▶ Instructions for the task:
Lay out the records below as a two-column CSV with the columns "input" and "output", starting at the line containing "Tag the shoreline" and ending at the line containing "top-left (0, 482), bottom-right (1232, 926)". Give one row per record, with its text under input and its answer under output, each in a single quoted field with line breaks replaced by spaces.

(Detection annotation records)
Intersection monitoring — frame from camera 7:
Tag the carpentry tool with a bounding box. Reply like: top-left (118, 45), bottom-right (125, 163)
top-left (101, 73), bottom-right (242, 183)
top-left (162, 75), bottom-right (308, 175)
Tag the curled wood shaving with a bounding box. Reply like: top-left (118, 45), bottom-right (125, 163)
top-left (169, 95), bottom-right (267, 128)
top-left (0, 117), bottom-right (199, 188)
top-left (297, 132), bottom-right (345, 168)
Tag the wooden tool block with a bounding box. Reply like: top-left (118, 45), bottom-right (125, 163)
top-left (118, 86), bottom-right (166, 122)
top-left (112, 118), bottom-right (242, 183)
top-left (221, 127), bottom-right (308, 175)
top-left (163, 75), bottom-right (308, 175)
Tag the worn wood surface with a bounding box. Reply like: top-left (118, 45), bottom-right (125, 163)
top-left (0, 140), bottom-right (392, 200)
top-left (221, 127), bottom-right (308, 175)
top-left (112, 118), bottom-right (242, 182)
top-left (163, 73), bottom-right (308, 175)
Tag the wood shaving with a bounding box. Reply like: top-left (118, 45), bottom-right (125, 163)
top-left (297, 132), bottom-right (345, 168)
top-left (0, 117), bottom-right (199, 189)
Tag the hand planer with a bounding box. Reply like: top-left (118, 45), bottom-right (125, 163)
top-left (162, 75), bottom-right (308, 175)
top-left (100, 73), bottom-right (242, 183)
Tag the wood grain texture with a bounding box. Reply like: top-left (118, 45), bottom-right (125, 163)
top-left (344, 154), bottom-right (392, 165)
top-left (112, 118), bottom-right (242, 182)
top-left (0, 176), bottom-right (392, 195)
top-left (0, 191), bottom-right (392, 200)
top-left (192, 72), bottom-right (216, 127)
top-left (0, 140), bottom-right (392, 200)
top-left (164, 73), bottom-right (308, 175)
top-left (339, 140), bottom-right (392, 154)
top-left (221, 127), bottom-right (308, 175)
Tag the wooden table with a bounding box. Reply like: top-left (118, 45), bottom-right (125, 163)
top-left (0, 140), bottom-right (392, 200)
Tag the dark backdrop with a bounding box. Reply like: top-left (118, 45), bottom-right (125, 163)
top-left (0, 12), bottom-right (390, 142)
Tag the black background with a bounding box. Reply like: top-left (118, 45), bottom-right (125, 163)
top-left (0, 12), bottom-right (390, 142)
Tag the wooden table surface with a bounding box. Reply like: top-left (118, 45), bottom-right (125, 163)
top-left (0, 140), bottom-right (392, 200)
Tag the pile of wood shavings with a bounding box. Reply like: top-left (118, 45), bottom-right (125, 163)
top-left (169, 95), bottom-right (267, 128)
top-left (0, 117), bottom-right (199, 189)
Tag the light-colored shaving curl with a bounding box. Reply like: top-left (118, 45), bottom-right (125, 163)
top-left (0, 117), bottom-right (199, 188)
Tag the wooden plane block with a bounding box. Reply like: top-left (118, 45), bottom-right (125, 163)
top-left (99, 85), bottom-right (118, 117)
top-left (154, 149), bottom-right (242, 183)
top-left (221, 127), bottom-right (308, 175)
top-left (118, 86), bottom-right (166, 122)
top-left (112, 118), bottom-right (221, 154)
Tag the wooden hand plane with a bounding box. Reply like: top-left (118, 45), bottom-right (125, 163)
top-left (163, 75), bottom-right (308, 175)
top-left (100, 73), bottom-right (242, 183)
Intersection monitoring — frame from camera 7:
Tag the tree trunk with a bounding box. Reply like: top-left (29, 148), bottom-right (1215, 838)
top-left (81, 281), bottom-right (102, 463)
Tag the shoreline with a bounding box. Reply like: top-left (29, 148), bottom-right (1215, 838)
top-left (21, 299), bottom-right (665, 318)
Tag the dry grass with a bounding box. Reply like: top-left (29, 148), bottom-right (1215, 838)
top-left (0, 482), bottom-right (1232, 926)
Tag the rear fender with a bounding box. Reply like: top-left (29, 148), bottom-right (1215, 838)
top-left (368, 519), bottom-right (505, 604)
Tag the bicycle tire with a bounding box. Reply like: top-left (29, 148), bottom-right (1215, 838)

▶ Exercise output:
input,output
"Tag the shoreline with a bounding box. Reply like: top-left (29, 148), bottom-right (1215, 838)","top-left (21, 299), bottom-right (665, 318)"
"Tag the dry grass with a bounding box. Reply like: top-left (29, 148), bottom-right (1215, 838)","top-left (0, 482), bottom-right (1232, 926)"